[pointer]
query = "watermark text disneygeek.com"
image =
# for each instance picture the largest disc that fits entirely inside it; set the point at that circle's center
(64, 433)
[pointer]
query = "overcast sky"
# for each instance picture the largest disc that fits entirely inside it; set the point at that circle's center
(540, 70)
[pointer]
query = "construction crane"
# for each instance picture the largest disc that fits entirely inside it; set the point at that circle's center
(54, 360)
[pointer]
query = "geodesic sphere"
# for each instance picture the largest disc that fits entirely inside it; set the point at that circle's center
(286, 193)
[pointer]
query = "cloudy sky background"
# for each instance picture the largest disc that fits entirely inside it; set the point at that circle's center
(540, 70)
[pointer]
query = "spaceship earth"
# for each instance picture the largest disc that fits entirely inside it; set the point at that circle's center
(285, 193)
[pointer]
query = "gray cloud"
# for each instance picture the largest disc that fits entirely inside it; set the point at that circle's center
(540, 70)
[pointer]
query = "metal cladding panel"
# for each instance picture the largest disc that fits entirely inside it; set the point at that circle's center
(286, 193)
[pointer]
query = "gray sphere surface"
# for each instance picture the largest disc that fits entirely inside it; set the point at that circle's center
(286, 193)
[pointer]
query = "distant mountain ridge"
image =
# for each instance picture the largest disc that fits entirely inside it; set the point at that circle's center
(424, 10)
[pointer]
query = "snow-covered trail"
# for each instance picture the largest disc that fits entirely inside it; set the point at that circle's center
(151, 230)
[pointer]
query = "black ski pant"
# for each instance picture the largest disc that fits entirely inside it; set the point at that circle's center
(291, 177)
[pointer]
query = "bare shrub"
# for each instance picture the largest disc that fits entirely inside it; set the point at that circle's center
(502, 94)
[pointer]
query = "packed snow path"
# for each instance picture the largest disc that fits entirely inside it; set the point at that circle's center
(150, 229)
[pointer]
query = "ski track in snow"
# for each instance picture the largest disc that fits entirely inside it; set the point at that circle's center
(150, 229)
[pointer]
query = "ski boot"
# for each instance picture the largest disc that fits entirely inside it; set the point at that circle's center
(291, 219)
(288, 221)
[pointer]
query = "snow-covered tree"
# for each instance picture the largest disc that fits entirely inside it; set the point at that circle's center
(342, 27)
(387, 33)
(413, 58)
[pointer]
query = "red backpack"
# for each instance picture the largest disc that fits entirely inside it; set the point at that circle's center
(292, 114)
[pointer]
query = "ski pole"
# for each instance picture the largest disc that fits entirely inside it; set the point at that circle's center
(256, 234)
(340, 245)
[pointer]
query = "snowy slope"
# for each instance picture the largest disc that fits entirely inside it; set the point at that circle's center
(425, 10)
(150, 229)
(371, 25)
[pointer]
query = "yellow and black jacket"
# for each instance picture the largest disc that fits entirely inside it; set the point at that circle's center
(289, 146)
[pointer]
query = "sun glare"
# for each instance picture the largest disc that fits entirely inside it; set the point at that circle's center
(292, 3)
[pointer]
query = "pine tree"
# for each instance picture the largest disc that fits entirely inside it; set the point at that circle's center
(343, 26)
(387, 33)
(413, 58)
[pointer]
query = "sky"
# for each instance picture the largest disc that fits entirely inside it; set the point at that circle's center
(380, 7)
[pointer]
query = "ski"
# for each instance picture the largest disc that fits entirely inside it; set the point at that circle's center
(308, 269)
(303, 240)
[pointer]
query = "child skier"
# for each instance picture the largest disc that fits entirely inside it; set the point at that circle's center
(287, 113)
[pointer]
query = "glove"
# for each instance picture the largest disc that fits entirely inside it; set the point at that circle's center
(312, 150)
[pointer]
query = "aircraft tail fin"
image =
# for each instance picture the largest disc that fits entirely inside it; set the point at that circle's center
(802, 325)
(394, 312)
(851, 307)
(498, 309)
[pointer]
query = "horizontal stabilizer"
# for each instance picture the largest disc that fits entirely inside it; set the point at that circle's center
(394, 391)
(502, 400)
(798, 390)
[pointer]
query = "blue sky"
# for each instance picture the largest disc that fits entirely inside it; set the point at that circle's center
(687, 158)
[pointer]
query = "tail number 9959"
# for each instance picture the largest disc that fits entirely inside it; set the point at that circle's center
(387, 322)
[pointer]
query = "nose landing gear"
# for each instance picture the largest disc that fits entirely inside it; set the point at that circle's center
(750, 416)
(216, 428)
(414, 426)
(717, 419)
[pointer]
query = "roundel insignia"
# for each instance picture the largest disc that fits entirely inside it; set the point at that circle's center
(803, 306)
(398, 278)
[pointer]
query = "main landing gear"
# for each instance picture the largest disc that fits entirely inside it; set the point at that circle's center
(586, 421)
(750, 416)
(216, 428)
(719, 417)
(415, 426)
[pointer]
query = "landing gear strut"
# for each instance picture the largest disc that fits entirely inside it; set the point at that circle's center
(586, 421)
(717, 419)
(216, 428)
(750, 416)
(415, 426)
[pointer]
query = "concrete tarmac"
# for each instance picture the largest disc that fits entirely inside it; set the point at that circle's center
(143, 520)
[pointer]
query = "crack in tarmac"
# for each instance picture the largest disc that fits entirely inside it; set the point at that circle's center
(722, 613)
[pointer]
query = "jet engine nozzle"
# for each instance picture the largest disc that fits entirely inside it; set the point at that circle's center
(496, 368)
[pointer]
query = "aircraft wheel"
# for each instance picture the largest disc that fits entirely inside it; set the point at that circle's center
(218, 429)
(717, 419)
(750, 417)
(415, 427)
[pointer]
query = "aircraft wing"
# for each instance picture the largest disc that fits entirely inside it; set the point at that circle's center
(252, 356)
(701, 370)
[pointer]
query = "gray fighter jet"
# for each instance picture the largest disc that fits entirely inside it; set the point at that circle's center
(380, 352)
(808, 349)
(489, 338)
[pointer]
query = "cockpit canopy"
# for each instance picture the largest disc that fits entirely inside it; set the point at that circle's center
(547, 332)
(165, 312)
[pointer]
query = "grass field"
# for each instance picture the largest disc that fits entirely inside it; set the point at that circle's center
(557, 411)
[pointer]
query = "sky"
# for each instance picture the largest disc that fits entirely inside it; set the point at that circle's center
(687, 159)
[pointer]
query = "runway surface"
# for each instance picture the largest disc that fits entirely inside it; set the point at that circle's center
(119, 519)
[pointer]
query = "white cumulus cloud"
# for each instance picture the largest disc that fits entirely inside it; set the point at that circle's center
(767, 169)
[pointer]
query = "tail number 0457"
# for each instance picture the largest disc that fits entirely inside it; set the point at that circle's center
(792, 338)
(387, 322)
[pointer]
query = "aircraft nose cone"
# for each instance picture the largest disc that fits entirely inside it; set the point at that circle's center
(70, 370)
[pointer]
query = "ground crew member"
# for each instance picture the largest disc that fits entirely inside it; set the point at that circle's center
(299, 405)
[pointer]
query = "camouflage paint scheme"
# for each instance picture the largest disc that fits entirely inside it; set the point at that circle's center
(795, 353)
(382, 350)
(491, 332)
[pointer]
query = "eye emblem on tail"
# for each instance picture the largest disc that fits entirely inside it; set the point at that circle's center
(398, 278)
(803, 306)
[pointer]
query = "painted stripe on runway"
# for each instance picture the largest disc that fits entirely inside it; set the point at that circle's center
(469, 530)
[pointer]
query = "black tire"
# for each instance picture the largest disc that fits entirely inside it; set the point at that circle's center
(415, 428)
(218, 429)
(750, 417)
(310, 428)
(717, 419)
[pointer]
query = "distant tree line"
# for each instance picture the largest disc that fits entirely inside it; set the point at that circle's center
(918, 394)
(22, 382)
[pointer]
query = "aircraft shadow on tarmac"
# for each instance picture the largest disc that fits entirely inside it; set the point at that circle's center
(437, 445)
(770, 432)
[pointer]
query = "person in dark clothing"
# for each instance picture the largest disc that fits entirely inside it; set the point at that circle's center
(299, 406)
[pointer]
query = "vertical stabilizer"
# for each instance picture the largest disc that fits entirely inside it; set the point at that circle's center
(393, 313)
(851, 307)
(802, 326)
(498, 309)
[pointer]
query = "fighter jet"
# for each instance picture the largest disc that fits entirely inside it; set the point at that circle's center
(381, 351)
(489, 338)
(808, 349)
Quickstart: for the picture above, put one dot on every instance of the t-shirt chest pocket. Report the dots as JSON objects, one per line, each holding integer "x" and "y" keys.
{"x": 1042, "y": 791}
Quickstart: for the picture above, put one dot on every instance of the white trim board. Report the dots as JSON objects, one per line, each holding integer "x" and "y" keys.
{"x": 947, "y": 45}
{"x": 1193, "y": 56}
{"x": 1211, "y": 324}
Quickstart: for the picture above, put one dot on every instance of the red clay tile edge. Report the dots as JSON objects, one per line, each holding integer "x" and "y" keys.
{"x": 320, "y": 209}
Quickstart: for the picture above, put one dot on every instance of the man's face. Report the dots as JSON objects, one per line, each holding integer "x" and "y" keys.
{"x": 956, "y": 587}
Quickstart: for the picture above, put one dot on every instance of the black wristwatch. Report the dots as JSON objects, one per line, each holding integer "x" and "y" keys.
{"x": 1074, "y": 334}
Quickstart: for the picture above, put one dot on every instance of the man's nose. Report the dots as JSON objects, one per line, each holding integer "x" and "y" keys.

#### Description of the task
Recast as a numbered list everything from the line containing "the red clay" down to the end of the entries, leaving out blank lines.

#### Exercise solution
1. Quickstart: for the picture above, put one dot on every instance of the red clay tile edge. Report the dots as JSON objects, one per line, each holding integer "x" and "y" keys.
2. {"x": 320, "y": 209}
3. Quickstart: for the picture above, put one dot on every instance of the man's face. Report the dots as JSON objects, one per line, each holding integer "x" and "y" keys.
4. {"x": 956, "y": 587}
5. Quickstart: for the picture above, put one dot on every instance of the black wristwatch. Report the dots as JSON objects, one per line, each holding integer "x" and "y" keys.
6. {"x": 1074, "y": 334}
7. Quickstart: for the picture above, put one dot on every instance of the man's nose. Report the dots as JSON objects, one per line, each holding integer "x" and "y" keys.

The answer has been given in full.